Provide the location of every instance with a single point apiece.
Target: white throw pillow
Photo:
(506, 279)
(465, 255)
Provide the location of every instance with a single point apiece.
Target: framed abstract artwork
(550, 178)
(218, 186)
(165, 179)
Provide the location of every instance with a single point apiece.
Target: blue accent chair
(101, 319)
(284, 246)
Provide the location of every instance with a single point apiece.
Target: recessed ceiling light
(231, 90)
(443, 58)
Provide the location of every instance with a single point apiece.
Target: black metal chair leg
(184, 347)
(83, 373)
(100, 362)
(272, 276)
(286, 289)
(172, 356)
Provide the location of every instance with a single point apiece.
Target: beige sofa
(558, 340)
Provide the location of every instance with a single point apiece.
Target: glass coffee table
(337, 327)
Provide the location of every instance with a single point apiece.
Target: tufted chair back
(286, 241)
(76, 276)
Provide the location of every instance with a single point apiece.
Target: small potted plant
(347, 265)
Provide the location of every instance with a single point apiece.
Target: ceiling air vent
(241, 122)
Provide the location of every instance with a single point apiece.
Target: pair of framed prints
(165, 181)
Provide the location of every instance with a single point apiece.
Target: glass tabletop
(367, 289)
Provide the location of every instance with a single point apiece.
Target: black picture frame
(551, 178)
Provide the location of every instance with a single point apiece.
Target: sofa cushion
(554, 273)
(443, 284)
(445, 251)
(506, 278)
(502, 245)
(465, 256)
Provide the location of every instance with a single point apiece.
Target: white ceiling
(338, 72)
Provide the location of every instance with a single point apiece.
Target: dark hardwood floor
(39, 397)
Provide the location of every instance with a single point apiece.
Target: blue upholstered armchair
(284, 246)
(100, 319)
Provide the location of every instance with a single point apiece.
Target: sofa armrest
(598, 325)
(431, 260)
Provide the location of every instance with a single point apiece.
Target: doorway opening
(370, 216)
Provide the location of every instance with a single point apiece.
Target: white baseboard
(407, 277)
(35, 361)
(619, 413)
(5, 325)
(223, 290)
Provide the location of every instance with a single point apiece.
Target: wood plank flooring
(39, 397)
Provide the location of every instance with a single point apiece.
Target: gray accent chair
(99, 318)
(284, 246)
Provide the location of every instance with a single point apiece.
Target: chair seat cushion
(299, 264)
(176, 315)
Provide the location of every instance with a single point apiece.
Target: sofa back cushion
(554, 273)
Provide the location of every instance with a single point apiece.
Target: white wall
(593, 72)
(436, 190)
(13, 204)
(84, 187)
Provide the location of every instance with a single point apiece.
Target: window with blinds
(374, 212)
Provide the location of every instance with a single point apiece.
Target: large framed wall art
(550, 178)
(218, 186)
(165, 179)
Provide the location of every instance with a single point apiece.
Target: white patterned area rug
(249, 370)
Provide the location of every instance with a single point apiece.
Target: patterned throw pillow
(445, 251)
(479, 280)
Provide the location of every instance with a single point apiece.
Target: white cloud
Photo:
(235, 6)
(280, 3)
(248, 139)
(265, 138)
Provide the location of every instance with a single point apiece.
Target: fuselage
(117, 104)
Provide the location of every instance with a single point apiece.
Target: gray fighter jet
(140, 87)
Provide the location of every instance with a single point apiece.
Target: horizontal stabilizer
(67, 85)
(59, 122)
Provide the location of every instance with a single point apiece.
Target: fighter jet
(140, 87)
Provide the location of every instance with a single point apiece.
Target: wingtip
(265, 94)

══════

▶ Problem statement:
Give the lines exactly as they stand, from the line with "Target: wood plank flooring" through the end of the material.

▶ Exercise output:
Target: wood plank flooring
(39, 397)
Provide the location of every instance with a single point apiece.
Target: gray accent chair
(99, 318)
(284, 246)
Provide the location of every instance with a single point apiece.
Target: chair seat cushion
(299, 264)
(176, 315)
Provide the location of every instance with a single point apiece.
Target: sofa back cushion
(554, 273)
Provide the location of every instance with a single point apiece.
Target: white wall
(593, 72)
(436, 190)
(13, 204)
(84, 187)
Provide the location of every instance with a single point apiece.
Target: window with blinds
(374, 212)
Provide the location of every instance with a single point apiece.
Target: large framed wall art
(550, 178)
(218, 186)
(165, 179)
Provide the location of every instance with a single point apiece.
Target: white patterned area rug
(249, 370)
Provide the location of every instance with a single point apiece.
Target: patterned throw pillow
(445, 251)
(479, 280)
Provide the location of every instance with a single point apiece.
Target: white cloud
Photo:
(235, 6)
(280, 3)
(248, 139)
(265, 138)
Provide the location of every instance with a single point apiece.
Target: fuselage
(117, 104)
Provide the location of every instance with a single point apiece.
Target: gray fighter jet
(140, 87)
Provide the location of every instance with a single point apiece.
Target: horizontal stabilizer
(67, 85)
(59, 122)
Provide the location of every instance with a single point apiece.
Target: fighter jet
(140, 87)
Provide the location of every instance with a single point apiece.
Target: wingtip
(265, 94)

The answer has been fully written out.